MATERIAL FOR THIS TASK:
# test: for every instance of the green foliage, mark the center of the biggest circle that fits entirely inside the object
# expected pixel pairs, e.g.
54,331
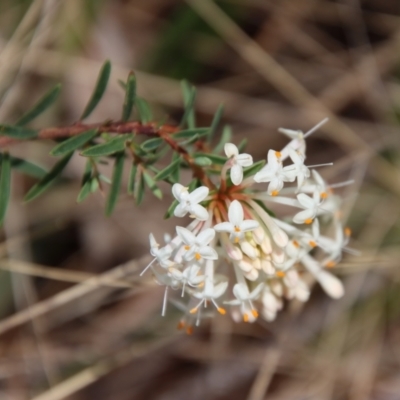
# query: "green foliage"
99,89
42,105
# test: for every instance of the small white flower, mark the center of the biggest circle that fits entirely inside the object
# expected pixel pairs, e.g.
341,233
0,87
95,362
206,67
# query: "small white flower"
189,202
237,225
311,208
197,246
244,299
297,170
273,173
238,161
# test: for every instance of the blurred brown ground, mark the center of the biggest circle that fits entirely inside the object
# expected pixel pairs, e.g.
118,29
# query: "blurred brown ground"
272,63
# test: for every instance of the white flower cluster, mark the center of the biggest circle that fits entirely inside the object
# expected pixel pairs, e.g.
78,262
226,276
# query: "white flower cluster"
235,244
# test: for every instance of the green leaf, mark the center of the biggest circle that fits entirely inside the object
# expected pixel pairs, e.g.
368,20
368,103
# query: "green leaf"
216,120
114,145
188,133
189,98
17,132
130,93
151,144
48,179
171,209
225,138
151,183
45,102
115,183
73,143
167,171
139,188
253,169
5,185
144,110
242,145
99,90
27,167
215,158
132,178
202,161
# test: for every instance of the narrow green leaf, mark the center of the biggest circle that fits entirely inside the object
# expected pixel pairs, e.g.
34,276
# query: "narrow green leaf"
114,145
130,93
171,209
48,179
216,120
144,110
17,132
27,168
225,138
189,97
5,185
42,105
132,178
115,183
188,133
151,144
168,170
84,192
99,90
216,159
150,182
139,188
73,143
202,161
242,145
253,169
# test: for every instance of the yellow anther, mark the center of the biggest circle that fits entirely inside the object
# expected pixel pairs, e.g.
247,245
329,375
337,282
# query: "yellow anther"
189,330
181,325
330,264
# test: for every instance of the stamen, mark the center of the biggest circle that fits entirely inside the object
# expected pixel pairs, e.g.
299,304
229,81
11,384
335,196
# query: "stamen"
255,313
181,325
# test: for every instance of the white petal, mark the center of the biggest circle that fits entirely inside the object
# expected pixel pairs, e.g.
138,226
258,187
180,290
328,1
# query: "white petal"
199,212
245,160
180,210
231,150
205,237
177,190
187,237
199,194
235,213
236,174
248,225
331,284
224,227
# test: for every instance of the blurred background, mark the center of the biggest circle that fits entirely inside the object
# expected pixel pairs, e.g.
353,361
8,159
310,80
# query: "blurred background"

EXERCISE GOAL: Print the listing exactly. No pictures belong in the copy.

THE COMPLETED TASK:
# test: for every instance of the green foliage, mark the center of the biggest circle that fits entirely inside the object
# expected pixel pairs, e.g.
54,331
# query: "green foliage"
99,89
42,105
# test: for every instance of the small white flower, mark the center of the biggest circle that fits entirely inside the object
# expected pixel pairs, e.g.
341,233
0,87
95,362
206,67
# query: "small white flower"
189,202
237,225
311,208
197,246
244,299
297,170
273,173
238,161
# test: for every instance of the blurred brown ground, mark the center of the biggest circle that fits entirely inside the object
# expected pixel pairs, e.g.
118,29
# query: "blurred brown ground"
272,63
# test: for every instance of the white flower cluster, mark the center of the biggest circle that fits entirely inside the object
# expected pixel pairs, e.g.
78,262
226,276
# query: "white flower cluster"
235,244
# test: for every instance of the green leaf, mark the center of the biggest circle that fits entirely inside the object
# expected pixel pairs, e.g.
368,20
368,103
# query: "green leaf"
216,120
114,145
188,133
189,98
17,132
130,93
151,144
48,179
171,209
225,138
151,183
45,102
115,183
73,143
167,171
139,188
253,169
5,185
144,110
242,145
99,90
27,167
215,158
132,178
202,161
# test: for every instance of the narrow green leaf, mark the center of the biggest circle that fits entirely inside the object
# expected pixel pairs, e.g.
34,276
# query: "narrow green leaf"
114,145
130,93
171,209
48,179
216,120
144,110
17,132
27,168
225,138
189,97
5,185
42,105
132,178
115,183
188,133
151,144
168,170
84,192
99,90
216,159
150,182
139,188
73,143
202,161
242,145
253,169
# test: for every instance of the yellow anther, mark the center of the biggest circle that fits entirely inside the object
# expected pixel pairs, e.g.
247,245
329,375
337,282
# query: "yellow anther"
189,330
181,325
330,264
# test: for every instance of the stamen, mark the center of the biggest circle that fits entirely inside the object
# expected pixel pairs, e.g.
299,304
229,81
11,384
335,196
# query: "stamen"
255,313
181,325
# test: for every instance of the white petal, mark the center of the biggest circle that fits entirely inside the object
# expected pixel pairs, e.g.
138,226
258,187
180,290
328,1
# query: "white petal"
199,212
245,160
180,210
231,150
205,237
177,190
187,237
199,194
235,213
236,174
248,225
331,284
224,227
# test: for every instance of the blurred background, mark the center of the biggest circle that fits entirely inside the object
# expected pixel pairs, e.g.
353,361
8,159
310,80
# query: "blurred background"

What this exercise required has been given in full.